Обязательные задания:
1. Воспроизведите без изменений часть текста о понятии письма у Деррида, начиная со слов «Выбор Деррида самого» и заканчивая словами «которые их разъединяют.».
2. Сдвиньте на 16 каждое число в координатах ответов и приведите заново строки записей, начиная со строки, содержащей «out the dirt», и заканчивая концом записей, вместе с запросами. Выведите только эти строки.

Фрагмент документа:
▶

Выбор Деррида самого понятия «письма» также является инструментом полемики с фоноцентризмом. Он стремится показать, что попытка противопоставления понятий речи-письма на основе присутствия-отсутствия, реального и репрезентативного, является иллюзорной, поскольку речь уже структурируется как письмо, существует «письмо в речи». Сомневаясь в идеале фонетического письма, Деррида обнаруживает, что в самом процессе говорения и устном высказывании существует ярко выраженный нефонетический момент. Он стремится показать, что в речи существуют разрывы между фонетическими знаками, которые и функционируют благодаря интервалам и различениям, которые их разъединяют.

◀

Записи набора данных для указания точек
▶

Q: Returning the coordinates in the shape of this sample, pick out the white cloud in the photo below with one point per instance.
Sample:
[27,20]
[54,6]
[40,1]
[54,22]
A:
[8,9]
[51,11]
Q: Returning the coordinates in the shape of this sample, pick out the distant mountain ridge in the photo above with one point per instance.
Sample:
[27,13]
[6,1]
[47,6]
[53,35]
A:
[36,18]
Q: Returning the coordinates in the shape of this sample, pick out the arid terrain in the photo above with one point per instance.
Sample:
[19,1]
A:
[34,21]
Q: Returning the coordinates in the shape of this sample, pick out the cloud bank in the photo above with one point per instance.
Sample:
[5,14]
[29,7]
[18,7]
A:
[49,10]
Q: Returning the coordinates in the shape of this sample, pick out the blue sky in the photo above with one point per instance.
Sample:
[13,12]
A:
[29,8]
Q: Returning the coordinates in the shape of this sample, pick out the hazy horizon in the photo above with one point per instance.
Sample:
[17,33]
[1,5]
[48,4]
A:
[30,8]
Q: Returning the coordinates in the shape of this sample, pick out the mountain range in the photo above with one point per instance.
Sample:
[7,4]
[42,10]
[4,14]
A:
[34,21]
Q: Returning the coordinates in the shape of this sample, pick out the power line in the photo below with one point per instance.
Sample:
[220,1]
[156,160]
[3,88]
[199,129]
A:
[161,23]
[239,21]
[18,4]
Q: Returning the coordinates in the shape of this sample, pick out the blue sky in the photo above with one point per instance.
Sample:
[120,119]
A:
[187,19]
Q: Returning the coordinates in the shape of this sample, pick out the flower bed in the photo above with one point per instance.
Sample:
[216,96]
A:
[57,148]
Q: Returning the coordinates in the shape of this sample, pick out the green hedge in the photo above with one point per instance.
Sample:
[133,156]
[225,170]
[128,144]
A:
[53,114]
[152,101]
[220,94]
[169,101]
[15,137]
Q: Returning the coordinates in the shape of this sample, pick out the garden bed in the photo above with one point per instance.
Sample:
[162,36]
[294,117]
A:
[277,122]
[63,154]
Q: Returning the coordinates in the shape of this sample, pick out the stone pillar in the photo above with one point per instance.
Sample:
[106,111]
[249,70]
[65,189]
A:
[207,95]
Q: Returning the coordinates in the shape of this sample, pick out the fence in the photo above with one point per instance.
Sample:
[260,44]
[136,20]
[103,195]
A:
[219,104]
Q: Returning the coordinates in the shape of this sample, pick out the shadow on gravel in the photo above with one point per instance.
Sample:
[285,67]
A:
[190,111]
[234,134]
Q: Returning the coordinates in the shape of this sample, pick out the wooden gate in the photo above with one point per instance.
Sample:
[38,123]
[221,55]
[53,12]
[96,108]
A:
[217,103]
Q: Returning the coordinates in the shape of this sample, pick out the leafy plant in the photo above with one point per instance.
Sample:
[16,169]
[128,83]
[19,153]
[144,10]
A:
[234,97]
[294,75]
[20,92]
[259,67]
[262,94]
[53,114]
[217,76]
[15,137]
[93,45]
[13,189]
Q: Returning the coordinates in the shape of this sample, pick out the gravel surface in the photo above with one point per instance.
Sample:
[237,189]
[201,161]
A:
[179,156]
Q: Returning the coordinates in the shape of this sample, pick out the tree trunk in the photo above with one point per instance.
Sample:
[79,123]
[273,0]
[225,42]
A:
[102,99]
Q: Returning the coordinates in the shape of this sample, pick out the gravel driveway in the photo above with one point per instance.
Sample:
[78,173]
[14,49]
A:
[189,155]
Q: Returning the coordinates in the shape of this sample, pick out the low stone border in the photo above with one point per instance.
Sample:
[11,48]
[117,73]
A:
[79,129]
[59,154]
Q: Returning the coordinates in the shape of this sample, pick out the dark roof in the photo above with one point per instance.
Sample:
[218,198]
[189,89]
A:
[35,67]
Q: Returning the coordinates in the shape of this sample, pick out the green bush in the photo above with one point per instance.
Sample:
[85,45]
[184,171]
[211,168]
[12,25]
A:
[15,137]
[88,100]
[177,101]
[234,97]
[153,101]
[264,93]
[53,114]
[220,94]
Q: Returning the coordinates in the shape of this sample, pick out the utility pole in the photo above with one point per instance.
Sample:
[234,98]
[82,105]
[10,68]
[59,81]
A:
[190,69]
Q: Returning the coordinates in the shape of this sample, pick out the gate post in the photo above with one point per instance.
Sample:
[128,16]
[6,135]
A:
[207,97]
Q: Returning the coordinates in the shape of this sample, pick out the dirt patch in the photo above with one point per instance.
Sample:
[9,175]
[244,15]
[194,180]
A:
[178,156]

◀

Результаты заданий:
1.
Выбор Деррида самого понятия «письма» также является инструментом полемики с фоноцентризмом. Он стремится показать, что попытка противопоставления понятий речи-письма на основе присутствия-отсутствия, реального и репрезентативного, является иллюзорной, поскольку речь уже структурируется как письмо, существует «письмо в речи». Сомневаясь в идеале фонетического письма, Деррида обнаруживает, что в самом процессе говорения и устном высказывании существует ярко выраженный нефонетический момент. Он стремится показать, что в речи существуют разрывы между фонетическими знаками, которые и функционируют благодаря интервалам и различениям, которые их разъединяют.

2.
Q: Returning the coordinates in the shape of this sample, pick out the dirt patch in the photo above with one point per instance.
Sample:
[9,175]
[244,15]
[194,180]
A:
[194,172]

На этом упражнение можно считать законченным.